Give back, word for word, the line that contains "From the image above, detect the green bract" and all lines after it in the material, through the last; please include only these.
━━━━━ MATERIAL FOR THIS TASK ━━━━━
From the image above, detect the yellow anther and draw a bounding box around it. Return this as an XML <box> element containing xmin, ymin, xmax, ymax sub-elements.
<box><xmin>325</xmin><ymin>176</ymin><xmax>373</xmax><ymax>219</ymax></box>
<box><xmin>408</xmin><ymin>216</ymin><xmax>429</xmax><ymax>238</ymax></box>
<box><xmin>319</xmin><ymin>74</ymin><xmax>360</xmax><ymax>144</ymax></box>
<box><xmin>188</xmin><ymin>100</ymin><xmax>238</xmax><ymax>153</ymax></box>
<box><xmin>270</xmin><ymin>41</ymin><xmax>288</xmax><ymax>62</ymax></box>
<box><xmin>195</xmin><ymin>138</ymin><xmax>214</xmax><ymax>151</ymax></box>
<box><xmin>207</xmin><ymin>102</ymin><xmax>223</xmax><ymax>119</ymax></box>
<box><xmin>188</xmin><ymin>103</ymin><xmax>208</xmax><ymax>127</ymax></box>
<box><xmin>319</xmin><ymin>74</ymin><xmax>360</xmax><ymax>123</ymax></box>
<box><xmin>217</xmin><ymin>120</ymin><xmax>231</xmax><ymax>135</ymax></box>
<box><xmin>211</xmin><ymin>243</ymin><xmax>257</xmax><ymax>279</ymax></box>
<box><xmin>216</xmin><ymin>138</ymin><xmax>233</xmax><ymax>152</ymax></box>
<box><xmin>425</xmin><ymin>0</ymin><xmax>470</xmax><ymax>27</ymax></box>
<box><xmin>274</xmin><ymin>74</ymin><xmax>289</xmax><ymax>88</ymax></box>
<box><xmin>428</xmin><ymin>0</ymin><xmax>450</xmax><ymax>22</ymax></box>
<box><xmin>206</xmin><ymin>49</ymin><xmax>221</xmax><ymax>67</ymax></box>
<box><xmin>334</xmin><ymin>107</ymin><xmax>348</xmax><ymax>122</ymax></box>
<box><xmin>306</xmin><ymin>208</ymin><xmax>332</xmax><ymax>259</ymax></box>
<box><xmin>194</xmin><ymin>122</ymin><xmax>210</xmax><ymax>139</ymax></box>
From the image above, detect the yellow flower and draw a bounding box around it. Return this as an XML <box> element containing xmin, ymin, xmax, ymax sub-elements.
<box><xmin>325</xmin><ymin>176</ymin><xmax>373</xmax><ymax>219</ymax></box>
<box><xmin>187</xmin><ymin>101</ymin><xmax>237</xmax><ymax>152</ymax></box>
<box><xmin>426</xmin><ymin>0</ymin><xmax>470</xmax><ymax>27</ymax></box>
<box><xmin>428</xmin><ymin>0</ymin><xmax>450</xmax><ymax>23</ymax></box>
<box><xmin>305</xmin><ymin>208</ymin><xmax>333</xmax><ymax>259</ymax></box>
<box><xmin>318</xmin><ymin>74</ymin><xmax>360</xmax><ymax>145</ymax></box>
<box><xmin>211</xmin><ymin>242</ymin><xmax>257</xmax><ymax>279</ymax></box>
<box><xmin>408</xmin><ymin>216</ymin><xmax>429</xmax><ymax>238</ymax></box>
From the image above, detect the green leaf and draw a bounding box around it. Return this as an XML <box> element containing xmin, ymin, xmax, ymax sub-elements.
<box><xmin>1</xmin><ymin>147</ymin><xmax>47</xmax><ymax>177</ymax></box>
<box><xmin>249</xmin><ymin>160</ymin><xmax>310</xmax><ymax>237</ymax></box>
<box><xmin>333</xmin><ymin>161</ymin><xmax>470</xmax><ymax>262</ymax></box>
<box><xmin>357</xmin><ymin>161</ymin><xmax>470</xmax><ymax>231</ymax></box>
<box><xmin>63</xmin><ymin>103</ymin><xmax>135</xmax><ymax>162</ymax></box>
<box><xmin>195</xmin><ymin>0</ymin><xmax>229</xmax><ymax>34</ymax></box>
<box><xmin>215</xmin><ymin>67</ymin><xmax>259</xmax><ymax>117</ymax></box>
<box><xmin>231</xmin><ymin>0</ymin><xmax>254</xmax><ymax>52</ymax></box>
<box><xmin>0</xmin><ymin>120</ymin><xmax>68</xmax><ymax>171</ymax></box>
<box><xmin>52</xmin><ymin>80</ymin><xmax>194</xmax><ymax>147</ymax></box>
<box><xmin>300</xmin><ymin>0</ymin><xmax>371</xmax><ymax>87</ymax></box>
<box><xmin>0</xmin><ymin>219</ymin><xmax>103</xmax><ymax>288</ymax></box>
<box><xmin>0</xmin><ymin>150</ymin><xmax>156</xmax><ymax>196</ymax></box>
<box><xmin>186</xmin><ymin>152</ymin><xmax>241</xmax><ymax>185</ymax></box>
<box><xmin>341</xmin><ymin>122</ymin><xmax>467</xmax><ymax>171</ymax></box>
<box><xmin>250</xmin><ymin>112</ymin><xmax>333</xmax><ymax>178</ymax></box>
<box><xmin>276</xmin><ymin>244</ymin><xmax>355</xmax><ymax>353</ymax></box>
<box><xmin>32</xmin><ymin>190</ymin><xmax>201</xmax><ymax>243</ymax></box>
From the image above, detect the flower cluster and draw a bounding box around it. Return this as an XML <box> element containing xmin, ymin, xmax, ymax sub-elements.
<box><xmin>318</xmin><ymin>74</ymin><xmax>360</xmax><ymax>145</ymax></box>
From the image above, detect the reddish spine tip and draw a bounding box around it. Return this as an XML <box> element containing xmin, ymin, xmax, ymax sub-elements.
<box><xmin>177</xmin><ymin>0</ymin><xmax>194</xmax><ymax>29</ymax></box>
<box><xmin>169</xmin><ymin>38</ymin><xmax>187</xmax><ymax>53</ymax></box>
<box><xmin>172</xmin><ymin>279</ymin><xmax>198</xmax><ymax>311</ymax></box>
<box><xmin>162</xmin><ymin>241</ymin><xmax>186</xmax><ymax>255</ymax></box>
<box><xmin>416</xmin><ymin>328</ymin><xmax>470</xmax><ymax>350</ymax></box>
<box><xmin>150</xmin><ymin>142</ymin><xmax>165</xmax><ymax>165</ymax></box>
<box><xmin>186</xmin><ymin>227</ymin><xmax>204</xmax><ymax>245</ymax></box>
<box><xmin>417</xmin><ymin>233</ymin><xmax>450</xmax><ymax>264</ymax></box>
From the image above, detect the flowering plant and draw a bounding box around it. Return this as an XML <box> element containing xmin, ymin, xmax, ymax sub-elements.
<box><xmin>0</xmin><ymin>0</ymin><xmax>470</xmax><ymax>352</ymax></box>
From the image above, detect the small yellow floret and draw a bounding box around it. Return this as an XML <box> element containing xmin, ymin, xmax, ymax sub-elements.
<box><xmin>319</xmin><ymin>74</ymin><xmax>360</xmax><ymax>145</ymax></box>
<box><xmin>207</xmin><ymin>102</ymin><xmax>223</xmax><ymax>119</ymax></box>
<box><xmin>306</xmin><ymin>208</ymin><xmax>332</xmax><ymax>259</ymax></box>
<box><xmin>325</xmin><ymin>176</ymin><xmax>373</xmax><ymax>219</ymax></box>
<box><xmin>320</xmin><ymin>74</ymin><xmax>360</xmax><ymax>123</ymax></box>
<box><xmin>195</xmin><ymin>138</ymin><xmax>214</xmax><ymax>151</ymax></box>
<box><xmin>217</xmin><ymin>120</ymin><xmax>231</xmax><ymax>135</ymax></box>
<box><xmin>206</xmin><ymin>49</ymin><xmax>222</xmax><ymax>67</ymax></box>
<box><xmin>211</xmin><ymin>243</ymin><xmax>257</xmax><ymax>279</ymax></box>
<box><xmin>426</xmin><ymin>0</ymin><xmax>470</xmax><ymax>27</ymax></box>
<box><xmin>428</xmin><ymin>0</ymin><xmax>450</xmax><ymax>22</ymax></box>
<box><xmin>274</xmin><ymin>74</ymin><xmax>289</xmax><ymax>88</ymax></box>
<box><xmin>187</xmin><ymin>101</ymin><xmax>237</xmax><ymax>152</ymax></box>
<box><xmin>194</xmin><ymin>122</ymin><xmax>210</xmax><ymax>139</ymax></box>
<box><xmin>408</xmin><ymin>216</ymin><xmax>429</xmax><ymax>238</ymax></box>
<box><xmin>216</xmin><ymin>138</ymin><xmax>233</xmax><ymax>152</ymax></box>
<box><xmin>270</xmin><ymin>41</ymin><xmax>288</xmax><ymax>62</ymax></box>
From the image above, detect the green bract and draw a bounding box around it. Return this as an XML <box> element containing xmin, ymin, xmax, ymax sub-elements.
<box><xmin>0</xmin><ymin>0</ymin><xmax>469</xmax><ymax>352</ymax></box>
━━━━━
RESPONSE AREA -
From the image above, detect the green bract and draw a bounding box around it. Return this as an XML <box> element containing xmin, ymin, xmax, ymax sub-elements.
<box><xmin>0</xmin><ymin>0</ymin><xmax>469</xmax><ymax>352</ymax></box>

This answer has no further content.